B. Submission to Congress and the Comptroller General

    The Congressional Review Act (CRA) (5 U.S.C. 801 et seq.), as added 
by the Small Business Regulatory Enforcement Fairness Act of 1996, 
generally provides that before a rule may take effect, the agency 
promulgating the rule must submit a rule report, which includes a copy 
of the rule, to each House of the Congress and to the Comptroller 
General of the United States. Section 808 allows the issuing agency to 
make a rule effective sooner than otherwise provided by the CRA if the 
agency makes a good cause finding that notice and public procedure is 
impracticable, unnecessary or contrary to the public interest. Today's 
administrative action simply codifies a provision which is already in 
effect as a matter of law in Federal and approved state programs. 5 
U.S.C. 808(2). These announced actions were effective upon EPA's 
concurrence. EPA will submit a report containing this action and other 
required information to the U.S. Senate, the U.S. House of 
Representatives, and the Comptroller General of the United States prior 
to publication of this action in the Federal Register. This update to 
Texas' SIP Compilation is not a ``major rule'' as defined by 5 U.S.C. 
804(2).

List of Subjects in 40 CFR Part 52

    Environmental protection, Air pollution control, Incorporation by 
reference, Nitrogen dioxide, Ozone, Volatile organic compounds.

    Dated: February 19, 2015.
Ron Curry,
Regional Administrator, Region 6.

    40 CFR part 52 is amended as follows:

PART 52--[AMENDED]

0
1. The authority citation for part 52 continues to read as follows:

    Authority:  42 U.S.C. 7401 et seq.

__ACTIONS TO TAKE__
**a)** According to the passage on submitting rules to Congress and the Comptroller General, which law added the Congressional Review Act?
**b)** Continue the passage on amending 40 CFR part 52 from the authority citation onward, in the same regulatory style.

__STORED ROWS__
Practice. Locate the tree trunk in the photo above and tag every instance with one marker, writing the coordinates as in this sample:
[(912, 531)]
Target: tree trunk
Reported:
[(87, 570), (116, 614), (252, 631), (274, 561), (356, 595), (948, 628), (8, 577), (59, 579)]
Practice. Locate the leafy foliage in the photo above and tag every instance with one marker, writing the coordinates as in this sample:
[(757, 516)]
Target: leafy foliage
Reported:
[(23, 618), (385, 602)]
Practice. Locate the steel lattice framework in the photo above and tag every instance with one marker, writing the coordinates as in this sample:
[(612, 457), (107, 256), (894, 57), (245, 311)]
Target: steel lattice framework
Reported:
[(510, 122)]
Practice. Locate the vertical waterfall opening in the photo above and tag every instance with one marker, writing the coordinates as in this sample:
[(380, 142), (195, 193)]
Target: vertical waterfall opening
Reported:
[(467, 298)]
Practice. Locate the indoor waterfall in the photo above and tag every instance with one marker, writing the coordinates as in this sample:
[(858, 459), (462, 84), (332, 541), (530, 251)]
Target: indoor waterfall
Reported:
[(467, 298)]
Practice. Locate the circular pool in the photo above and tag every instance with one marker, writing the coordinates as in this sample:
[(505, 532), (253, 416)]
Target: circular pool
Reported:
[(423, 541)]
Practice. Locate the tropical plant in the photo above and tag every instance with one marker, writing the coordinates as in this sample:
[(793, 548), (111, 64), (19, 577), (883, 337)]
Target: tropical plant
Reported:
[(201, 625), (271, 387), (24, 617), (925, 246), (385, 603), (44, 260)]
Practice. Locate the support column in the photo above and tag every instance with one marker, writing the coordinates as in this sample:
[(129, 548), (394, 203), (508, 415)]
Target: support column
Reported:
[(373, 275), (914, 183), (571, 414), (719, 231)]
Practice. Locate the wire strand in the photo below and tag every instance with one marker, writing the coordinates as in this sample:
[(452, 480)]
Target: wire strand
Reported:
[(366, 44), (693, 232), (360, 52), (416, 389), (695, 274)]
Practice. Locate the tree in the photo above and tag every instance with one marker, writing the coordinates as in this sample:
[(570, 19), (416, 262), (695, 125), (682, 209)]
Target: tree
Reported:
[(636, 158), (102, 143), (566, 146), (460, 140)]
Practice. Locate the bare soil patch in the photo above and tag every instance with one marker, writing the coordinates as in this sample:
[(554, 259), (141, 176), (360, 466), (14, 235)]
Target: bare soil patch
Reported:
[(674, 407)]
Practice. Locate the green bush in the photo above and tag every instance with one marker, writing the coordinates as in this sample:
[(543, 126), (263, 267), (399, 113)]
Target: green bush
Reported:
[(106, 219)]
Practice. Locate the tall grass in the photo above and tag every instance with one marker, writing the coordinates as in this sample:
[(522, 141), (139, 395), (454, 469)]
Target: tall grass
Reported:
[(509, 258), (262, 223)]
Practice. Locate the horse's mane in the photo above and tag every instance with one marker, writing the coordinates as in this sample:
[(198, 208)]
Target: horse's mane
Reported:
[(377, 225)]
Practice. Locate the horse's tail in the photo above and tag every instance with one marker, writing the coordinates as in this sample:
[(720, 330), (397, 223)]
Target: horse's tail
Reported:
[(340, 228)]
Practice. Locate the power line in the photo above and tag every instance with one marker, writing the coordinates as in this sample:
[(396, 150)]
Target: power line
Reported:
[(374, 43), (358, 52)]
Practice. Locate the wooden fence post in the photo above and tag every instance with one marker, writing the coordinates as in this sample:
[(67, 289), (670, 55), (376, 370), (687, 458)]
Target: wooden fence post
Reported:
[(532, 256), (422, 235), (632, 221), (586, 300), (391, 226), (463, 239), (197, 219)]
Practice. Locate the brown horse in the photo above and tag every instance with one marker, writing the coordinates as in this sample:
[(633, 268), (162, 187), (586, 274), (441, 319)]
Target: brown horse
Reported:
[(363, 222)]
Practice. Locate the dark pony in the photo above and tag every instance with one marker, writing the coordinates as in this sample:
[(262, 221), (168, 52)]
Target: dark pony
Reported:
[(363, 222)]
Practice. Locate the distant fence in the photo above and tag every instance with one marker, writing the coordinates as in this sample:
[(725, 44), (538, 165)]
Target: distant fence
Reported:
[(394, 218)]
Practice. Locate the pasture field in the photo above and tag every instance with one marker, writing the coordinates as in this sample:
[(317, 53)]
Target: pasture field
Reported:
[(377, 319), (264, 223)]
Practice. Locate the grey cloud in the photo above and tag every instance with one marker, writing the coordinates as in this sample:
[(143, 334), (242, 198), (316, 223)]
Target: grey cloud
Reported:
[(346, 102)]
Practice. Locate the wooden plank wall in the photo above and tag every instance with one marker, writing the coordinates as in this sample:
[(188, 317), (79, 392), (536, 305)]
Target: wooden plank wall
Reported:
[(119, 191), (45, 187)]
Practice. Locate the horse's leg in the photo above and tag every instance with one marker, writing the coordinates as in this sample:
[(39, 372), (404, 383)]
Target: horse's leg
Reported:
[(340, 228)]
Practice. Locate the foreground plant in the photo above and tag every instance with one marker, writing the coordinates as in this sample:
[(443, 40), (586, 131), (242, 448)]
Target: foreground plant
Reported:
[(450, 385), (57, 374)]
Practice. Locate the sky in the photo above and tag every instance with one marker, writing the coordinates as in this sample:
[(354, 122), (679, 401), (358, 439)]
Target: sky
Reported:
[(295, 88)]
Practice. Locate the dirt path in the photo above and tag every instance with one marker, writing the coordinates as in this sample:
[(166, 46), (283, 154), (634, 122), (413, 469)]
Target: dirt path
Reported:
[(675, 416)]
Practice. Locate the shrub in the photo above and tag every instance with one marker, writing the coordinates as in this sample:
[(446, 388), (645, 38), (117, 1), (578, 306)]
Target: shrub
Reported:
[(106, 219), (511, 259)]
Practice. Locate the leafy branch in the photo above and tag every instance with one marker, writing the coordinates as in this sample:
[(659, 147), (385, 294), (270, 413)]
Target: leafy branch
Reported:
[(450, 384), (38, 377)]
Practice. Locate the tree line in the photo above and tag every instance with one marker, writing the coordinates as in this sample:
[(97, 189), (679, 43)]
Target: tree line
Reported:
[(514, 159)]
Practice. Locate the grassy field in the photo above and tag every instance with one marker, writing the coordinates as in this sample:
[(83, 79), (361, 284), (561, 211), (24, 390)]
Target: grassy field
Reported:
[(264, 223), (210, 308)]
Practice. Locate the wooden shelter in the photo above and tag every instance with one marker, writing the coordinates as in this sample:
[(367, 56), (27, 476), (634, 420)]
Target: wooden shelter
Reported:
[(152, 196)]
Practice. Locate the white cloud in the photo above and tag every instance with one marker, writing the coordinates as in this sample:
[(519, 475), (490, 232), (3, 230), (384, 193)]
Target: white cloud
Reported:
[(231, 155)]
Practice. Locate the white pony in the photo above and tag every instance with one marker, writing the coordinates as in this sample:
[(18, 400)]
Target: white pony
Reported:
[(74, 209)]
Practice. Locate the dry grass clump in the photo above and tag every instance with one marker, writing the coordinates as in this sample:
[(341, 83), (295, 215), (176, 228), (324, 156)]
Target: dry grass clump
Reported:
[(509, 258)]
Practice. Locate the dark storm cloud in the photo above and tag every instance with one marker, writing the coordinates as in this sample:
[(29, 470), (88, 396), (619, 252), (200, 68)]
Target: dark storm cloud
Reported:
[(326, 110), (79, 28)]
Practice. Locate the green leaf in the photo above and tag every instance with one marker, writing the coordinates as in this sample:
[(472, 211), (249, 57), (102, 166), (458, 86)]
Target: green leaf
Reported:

__ANSWERS TO THE EXERCISE__
**a)** The Small Business Regulatory Enforcement Fairness Act of 1996.

**b)**
Subpart SS--Texas

0
2. In Sec.  52.2270(e), the table titled ``EPA Approved Nonregulatory 
Provisions and Quasi-Regulatory Measures in the Texas SIP'' is amended 
by adding an entry at the end for ``DFW nine-county area ESL TCM to 
traffic signalization TCMs''.
    The addition reads as follows:


Sec.  52.2270  Identification of plan.

* * * * *
    (e) * * *

                                  EPA-Approved Nonregulatory Provisions and Quasi-Regulatory Measures in the Texas SIP
--------------------------------------------------------------------------------------------------------------------------------------------------------
                                                                        State
         Name of SIP provision           Applicable geographic or    submittal/                 EPA approval date                       Comments
                                            nonattainment area     effective date
--------------------------------------------------------------------------------------------------------------------------------------------------------
 
                                                                      * * * * * * *
DFW nine-county area ESL TCM to         Dallas-Fort Worth:              9/16/2010  1/9/2014, 79 FR 1596.......................  DFW ESLs recategorized
 traffic signalization TCMs.             Dallas, Tarrant, Collin,                                                                as TCM 1/9/2014,
                                         Denton, Parker, Johnson,                                                                substituted withtraffic
                                         Ellis, Kaufman and                                                                      signalization TCMs 11/3/
                                         Rockwall Counties.                                                                      2014.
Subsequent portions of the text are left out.